··· Texto fornecido

Quem foi assistindo, ao longo desta semana, às movimentações em torno da demissão do primeiro-ministro, após as diligências do Ministério Público na denominada Operação Influencer, está a ser ‘bombardeado’ com a ideia de que António Costa é a ‘camisa’ do Partido Socialista. Ou seja, por uma qualquer razão, que convém menorizar, desgastou-se, troca-se e continua-se com a mesma pele, o mesmo corpo, os mesmos procedimentos.
Não. António Costa não é um mero actor secundário de um partido que, desde o início da democracia – já lá vão quase 50 anos – compartilha a cena política, e a governação, de um país que ‘custa’ a desenvolver-se de forma ética e democraticamente saudável. António Costa é o pulso, ou melhor, o coração do actual Partido Socialista, até em termos históricos. Está na política que mexe desde 1995. São 28 anos, dos quais os últimos oito anos ele se serviu para ‘secar’ a ideologia de um Estado Social, substituindo-o por Estado Negocial.
Na verdade, nos últimos anos, em parte fruto da infalível ceifeira do tempo, o Partido Socialista moldado por António Costa perdeu todas as suas referências: hoje, não há ideólogos para ‘cantar os amanhãs’; hoje não há ‘senadores’; hoje não há referências, hoje, não há auto-crítica. Estou a falar de gente credível. Hoje, apenas temos negócios e negociatas.

······

O que fazer —
1. Copie sem alterações as linhas de dados, desde a primeira até à linha que contém "764,391,788,408", ambas incluídas. Deixe as imagens de fora da resposta.
2. Prossiga o texto sobre António Costa e o Partido Socialista a partir da última frase apresentada.

··· Linhas de dados

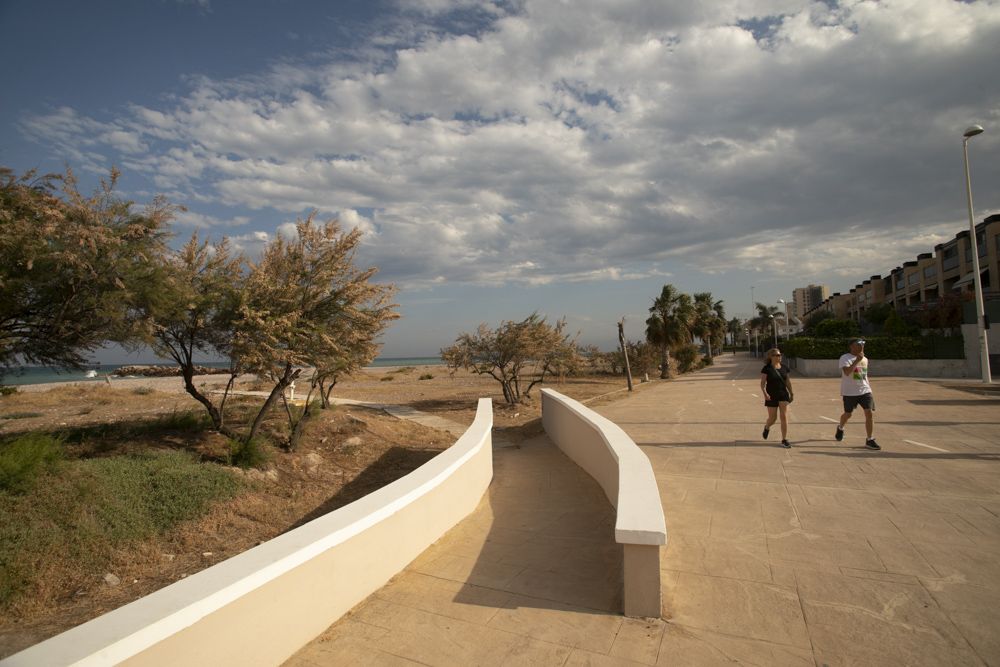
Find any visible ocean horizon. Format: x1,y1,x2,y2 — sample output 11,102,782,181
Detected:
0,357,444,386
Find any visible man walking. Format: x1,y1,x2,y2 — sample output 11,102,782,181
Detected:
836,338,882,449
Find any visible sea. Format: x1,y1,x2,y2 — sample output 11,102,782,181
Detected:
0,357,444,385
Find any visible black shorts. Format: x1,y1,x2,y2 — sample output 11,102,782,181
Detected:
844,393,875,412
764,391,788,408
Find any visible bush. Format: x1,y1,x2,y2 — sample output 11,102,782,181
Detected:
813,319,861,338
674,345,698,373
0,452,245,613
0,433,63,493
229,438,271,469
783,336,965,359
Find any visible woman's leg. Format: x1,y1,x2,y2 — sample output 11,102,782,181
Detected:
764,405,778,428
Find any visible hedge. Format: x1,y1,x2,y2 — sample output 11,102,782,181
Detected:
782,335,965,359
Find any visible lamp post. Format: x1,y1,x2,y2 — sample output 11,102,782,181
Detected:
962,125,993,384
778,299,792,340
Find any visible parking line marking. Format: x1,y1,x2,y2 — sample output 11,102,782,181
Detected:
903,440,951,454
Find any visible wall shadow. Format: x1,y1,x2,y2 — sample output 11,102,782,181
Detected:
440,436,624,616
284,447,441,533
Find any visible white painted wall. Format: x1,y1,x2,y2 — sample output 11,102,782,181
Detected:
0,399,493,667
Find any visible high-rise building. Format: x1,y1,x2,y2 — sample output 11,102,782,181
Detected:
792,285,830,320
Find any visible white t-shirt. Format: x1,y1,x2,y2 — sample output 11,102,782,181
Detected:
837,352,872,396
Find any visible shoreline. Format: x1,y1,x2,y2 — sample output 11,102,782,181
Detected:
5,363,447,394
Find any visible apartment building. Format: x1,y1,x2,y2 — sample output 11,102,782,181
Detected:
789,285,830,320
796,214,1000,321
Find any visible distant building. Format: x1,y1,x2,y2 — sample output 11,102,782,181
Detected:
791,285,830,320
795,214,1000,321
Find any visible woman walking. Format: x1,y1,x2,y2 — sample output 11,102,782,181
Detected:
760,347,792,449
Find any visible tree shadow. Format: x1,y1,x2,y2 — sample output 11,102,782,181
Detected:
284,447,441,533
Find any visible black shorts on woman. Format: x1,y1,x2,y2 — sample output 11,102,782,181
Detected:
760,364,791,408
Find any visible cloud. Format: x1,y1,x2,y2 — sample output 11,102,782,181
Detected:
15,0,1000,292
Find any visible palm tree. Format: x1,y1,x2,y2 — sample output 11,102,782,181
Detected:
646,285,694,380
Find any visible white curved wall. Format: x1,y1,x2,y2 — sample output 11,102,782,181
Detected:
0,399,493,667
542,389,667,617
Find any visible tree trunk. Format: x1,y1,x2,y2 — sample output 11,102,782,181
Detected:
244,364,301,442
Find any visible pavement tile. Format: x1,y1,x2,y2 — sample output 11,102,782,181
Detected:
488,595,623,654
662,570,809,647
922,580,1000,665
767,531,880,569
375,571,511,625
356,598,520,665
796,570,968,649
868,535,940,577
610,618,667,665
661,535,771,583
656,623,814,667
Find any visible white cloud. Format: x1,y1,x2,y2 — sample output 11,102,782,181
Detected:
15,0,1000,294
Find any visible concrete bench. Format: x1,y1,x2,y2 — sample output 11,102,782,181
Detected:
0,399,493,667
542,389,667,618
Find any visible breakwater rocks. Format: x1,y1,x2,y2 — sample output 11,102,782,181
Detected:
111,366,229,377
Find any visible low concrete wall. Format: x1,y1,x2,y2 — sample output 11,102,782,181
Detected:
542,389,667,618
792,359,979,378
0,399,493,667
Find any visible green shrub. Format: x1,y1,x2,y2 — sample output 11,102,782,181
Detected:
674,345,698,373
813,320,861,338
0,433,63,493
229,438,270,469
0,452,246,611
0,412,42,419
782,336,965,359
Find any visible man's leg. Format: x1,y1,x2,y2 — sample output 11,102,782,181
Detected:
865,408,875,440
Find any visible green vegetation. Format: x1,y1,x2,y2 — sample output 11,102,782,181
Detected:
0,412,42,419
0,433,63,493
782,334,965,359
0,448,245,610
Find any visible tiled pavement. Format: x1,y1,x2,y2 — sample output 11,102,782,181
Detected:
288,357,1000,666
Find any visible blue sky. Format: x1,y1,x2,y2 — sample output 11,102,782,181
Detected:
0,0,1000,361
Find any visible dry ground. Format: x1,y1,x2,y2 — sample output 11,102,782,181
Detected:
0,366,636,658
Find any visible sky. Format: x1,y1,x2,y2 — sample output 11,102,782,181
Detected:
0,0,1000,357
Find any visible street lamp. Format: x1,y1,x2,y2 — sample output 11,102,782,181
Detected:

······

Lista de respostas —
1.
Find any visible ocean horizon. Format: x1,y1,x2,y2 — sample output 11,102,782,181
Detected:
0,357,444,386
Find any visible man walking. Format: x1,y1,x2,y2 — sample output 11,102,782,181
Detected:
836,338,882,449
Find any visible sea. Format: x1,y1,x2,y2 — sample output 11,102,782,181
Detected:
0,357,444,385
Find any visible black shorts. Format: x1,y1,x2,y2 — sample output 11,102,782,181
Detected:
844,393,875,412
764,391,788,408

2.
Aproveitando uma comunicação social branda – fruto da crónica crise financeira dos media agarrados a um modelo de negócios de ‘prestação de serviços’ –, a máquina do Estado confundiu-se com a máquina do Governo. A Administração Pública, que serve os cidadãos, passou a servir o Partido Socialista.
Aquilo que vem sendo revelado pelas diligências do Ministério Público – corrupção financeira e moral, tráfico de influências, pressão sobre funcionários públicos, alterações legislativas a pedido, benefícios ilegítimos de interesses empresariais em claro prejuízo do interesse das comunidades – não é um caso isolado. É o quotidiano. Como jornalista desde os anos 90, foi um ‘choque’ confrontar-me com uma máquina administrativa tolhida por um Governo, onde tudo se esconde, onde as negociatas se ‘cheiram’ na forma como os contratos públicos – o ‘sangue’ dos nossos impostos – são elaborados.
No PÁGINA UM temos levantado o véu de alguns destes negócios, através da análise de contratos públicos ou mesmo na procura de informação, onde escritórios de advogados bem pagos pelo Estado se esforçam caninamente para manter o obscurantismo, para esconder o icebergue de corrupção que grassa o país.
Perante tudo isto, não consigo compreender, portanto, como possa ser possível – e até admissível numa democracia adulta – que o Partido Socialista possa passar incólume pela Operação Influencer, e sobretudo por aquilo que representa e exemplifica. Não pode o Partido Socialista sair incólume com elogios ao estadista António Costa que, independentemente da sua culpa pessoal, tem desde já enormes responsabilidades políticas, nem que seja pelo ‘legado cáustico” do Governo Sócrates, onde ele chegou a ser o número dois.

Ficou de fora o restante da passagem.